À FAIRE:
Recopiez mot pour mot le passage du texte présenté ci-dessous sur le Maroc face à la pandémie. Commencez aux mots « En tout cas, c’est » et arrêtez-vous après « son propre arsenal. ».

TEXTE PRÉSENTÉ:

══════

En tout cas, c’est le vœu des franges démunies de la société marocaine que l’endémie eut le plus minée. Nonobstant, il n’en demeure pas moins vrai que les poches de résistance qui ont toujours eu le dessus sur l’évolution du pays, aiguiseraient encore davantage leurs armes rétrogrades pour maintenir le statu quo.
La pandémie qui a duré presque trois mois dans nos parages, aurait, à coup sûr, servi de test à la capacité intrinsèque de tous les citoyens. Le temps de crise sanitaire a bien permis de se mesurer de visu, au péril de l’extermination à grande échelle. Il fallait alors s’y intercepter avec les moyens de bord, puisque la l’épidémie fut généralisée et chaque nation ne pouvait compter que sur son propre arsenal.

══════

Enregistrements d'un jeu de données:
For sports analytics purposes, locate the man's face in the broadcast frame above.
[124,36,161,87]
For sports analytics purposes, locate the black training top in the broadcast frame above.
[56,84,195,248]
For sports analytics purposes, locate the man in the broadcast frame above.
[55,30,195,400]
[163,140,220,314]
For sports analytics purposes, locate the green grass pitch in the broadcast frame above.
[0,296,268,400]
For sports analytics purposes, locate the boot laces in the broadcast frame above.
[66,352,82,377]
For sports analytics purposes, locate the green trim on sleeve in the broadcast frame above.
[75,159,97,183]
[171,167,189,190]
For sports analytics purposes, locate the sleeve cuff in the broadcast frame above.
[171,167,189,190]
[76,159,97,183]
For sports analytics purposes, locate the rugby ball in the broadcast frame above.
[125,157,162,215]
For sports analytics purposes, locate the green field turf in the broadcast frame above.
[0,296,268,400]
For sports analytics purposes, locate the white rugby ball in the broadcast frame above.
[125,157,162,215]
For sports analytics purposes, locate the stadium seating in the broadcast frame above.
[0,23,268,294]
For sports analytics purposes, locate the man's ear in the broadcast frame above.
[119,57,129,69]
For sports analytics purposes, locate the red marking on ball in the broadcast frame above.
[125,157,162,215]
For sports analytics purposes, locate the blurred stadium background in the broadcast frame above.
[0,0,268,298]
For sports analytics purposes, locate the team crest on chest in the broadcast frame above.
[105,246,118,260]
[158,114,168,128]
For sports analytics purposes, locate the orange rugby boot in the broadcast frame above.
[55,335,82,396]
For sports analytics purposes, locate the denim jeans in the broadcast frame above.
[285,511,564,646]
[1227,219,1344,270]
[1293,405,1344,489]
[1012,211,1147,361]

══════

RÉSULTAT FINAL:
En tout cas, c’est le vœu des franges démunies de la société marocaine que l’endémie eut le plus minée. Nonobstant, il n’en demeure pas moins vrai que les poches de résistance qui ont toujours eu le dessus sur l’évolution du pays, aiguiseraient encore davantage leurs armes rétrogrades pour maintenir le statu quo.
La pandémie qui a duré presque trois mois dans nos parages, aurait, à coup sûr, servi de test à la capacité intrinsèque de tous les citoyens. Le temps de crise sanitaire a bien permis de se mesurer de visu, au péril de l’extermination à grande échelle. Il fallait alors s’y intercepter avec les moyens de bord, puisque la l’épidémie fut généralisée et chaque nation ne pouvait compter que sur son propre arsenal.